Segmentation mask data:
□ □ □ □ □
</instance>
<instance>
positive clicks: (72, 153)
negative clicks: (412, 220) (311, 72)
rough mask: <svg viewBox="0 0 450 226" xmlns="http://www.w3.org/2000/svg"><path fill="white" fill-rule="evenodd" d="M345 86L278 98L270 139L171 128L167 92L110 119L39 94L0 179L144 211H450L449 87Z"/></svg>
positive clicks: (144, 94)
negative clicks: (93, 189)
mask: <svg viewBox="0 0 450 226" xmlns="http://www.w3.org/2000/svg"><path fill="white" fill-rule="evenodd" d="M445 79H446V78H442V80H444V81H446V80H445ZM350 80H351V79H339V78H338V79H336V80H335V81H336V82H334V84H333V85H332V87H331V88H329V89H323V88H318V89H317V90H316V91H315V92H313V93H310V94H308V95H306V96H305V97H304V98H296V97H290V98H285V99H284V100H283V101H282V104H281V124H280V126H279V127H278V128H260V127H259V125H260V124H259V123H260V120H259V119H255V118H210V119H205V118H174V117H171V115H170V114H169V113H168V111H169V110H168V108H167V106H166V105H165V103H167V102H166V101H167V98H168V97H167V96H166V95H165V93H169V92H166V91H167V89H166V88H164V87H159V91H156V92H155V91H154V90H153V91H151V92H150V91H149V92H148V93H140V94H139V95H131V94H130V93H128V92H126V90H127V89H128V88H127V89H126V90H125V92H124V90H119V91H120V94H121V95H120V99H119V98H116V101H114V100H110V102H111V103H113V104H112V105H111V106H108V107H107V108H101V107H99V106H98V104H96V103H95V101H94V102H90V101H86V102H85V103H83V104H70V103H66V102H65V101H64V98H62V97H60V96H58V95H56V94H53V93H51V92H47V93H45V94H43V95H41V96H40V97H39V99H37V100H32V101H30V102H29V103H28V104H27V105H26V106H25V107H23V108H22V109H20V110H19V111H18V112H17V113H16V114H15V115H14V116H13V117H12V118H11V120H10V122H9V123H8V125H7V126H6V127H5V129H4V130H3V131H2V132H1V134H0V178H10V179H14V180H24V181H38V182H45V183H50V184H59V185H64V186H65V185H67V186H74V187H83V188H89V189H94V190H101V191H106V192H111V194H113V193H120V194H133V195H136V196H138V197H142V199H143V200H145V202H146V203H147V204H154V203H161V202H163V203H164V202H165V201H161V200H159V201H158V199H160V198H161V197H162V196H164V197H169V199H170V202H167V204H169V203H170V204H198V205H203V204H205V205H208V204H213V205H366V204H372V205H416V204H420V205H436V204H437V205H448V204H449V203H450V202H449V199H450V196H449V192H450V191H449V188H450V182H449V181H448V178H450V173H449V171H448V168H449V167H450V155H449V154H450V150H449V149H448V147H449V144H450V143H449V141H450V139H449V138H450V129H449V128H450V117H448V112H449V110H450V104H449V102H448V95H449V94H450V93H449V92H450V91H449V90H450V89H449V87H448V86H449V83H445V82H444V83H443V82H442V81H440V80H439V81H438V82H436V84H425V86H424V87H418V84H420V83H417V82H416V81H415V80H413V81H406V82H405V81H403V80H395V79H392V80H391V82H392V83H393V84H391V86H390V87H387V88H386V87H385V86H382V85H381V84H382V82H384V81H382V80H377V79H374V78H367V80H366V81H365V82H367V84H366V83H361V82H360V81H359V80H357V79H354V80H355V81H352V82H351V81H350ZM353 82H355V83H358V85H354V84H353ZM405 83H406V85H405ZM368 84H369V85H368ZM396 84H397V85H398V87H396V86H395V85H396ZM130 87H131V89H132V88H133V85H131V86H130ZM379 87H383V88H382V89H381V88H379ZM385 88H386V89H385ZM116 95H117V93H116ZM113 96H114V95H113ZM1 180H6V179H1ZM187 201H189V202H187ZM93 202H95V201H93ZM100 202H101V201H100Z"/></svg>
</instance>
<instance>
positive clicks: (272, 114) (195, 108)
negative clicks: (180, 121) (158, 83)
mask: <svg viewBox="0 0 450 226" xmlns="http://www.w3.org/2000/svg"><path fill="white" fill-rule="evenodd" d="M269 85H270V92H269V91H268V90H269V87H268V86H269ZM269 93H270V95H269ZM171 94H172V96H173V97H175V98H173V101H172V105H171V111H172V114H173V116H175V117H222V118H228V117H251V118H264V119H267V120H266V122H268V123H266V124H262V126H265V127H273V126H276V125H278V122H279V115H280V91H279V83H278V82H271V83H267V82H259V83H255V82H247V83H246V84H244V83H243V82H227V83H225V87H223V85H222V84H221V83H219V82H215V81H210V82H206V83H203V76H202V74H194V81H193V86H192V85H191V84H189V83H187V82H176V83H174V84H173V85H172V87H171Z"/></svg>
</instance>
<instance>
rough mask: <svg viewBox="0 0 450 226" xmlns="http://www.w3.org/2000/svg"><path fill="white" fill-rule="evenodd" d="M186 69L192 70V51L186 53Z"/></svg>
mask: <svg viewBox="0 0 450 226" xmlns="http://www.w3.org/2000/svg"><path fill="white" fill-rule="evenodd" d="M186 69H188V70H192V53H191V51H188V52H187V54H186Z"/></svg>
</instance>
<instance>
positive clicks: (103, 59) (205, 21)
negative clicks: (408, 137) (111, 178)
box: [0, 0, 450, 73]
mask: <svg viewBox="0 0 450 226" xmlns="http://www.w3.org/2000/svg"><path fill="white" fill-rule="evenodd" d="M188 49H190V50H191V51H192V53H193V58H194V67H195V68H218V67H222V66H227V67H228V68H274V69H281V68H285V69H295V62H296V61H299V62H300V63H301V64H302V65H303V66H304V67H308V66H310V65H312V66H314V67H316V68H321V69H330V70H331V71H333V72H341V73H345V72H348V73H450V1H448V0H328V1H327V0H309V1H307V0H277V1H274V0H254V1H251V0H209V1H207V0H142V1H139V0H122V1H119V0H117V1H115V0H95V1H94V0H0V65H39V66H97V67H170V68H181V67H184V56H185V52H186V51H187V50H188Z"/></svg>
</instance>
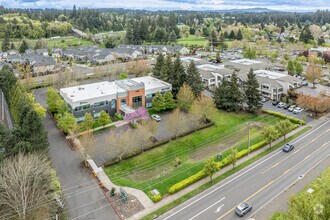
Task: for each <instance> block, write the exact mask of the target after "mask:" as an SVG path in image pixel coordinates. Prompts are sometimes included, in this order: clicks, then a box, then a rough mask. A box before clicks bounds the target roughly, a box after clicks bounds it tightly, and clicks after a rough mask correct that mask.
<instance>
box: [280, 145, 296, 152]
mask: <svg viewBox="0 0 330 220" xmlns="http://www.w3.org/2000/svg"><path fill="white" fill-rule="evenodd" d="M293 149H294V146H293V144H285V145H284V146H283V148H282V150H283V152H286V153H287V152H290V151H292V150H293Z"/></svg>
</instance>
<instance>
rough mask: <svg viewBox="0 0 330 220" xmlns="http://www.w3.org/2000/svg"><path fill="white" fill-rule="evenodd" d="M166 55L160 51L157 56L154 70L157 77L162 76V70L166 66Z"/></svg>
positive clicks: (155, 75)
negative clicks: (155, 63) (161, 74)
mask: <svg viewBox="0 0 330 220" xmlns="http://www.w3.org/2000/svg"><path fill="white" fill-rule="evenodd" d="M164 62H165V61H164V56H163V54H162V53H160V54H159V55H158V57H157V61H156V64H155V66H154V68H153V70H152V74H153V76H154V77H156V78H160V74H161V71H162V68H163V66H164Z"/></svg>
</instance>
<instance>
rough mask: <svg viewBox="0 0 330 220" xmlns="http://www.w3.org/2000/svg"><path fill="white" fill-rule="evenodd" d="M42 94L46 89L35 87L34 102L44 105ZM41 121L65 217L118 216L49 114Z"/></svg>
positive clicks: (112, 218) (101, 217)
mask: <svg viewBox="0 0 330 220" xmlns="http://www.w3.org/2000/svg"><path fill="white" fill-rule="evenodd" d="M45 95H46V89H39V90H36V91H35V96H36V102H39V103H41V104H42V105H45V101H44V100H45ZM43 123H44V126H45V128H46V130H47V131H48V141H49V144H50V149H49V152H48V154H49V156H50V158H51V161H52V164H53V166H54V168H55V170H56V171H57V174H58V177H59V179H60V182H61V186H62V192H63V195H64V204H65V207H66V210H67V216H68V217H69V219H74V220H76V219H79V220H82V219H86V220H87V219H88V220H90V219H97V220H99V219H100V220H103V219H107V220H117V219H119V217H118V216H117V214H116V212H115V211H114V209H113V208H112V206H111V205H110V204H109V202H108V200H107V198H106V197H105V195H104V194H103V192H102V190H101V189H100V188H99V186H98V184H97V183H96V181H95V180H94V178H93V177H92V176H91V175H90V174H89V173H88V172H87V171H86V169H84V168H83V167H82V166H81V165H80V162H81V161H82V156H81V155H80V153H79V151H73V150H71V148H70V146H69V144H68V142H67V141H66V139H65V137H64V135H63V134H62V133H61V131H60V130H59V129H58V128H57V126H56V124H55V121H54V120H53V119H52V118H51V117H50V115H49V114H46V117H45V118H44V119H43ZM60 217H61V216H60Z"/></svg>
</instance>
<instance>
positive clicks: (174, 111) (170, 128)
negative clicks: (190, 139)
mask: <svg viewBox="0 0 330 220" xmlns="http://www.w3.org/2000/svg"><path fill="white" fill-rule="evenodd" d="M187 123H188V119H187V117H186V115H185V114H184V113H183V112H182V111H181V110H180V109H178V108H176V109H175V110H174V111H173V112H172V113H171V114H170V115H169V117H168V119H167V121H166V127H167V129H168V130H169V131H170V132H172V134H173V135H174V137H175V139H176V138H177V137H178V135H179V134H180V133H183V132H184V131H185V130H186V129H187Z"/></svg>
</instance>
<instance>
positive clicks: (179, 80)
mask: <svg viewBox="0 0 330 220" xmlns="http://www.w3.org/2000/svg"><path fill="white" fill-rule="evenodd" d="M172 74H173V75H172V76H171V77H170V78H171V81H170V83H171V84H172V94H173V96H174V97H176V95H177V94H178V92H179V90H180V88H181V86H182V85H183V83H184V82H185V81H186V78H187V74H186V71H185V68H184V67H183V64H182V61H181V59H180V56H177V57H176V59H175V61H174V63H173V71H172Z"/></svg>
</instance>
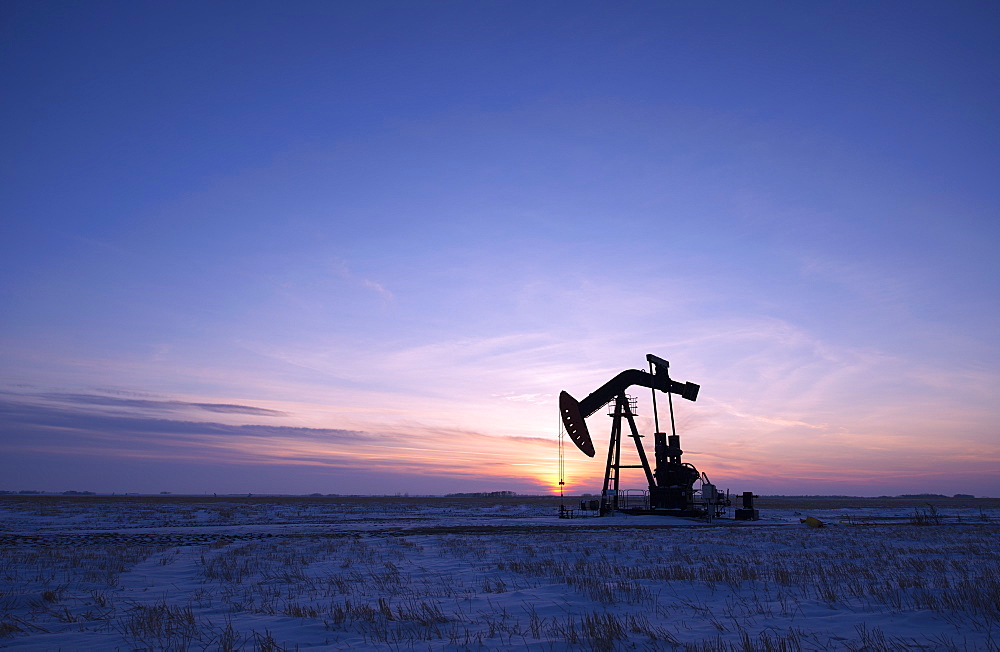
□ □ □ □ □
◆ What the task requires ◆
Given the records above, restate word for word only the lines starting at the one with "positive clicks: (103, 59) (205, 21)" and ending at the one with "negative clicks: (408, 137) (111, 178)".

◆ Task output ◆
positive clicks: (103, 59) (205, 21)
negative clicks: (408, 137) (111, 178)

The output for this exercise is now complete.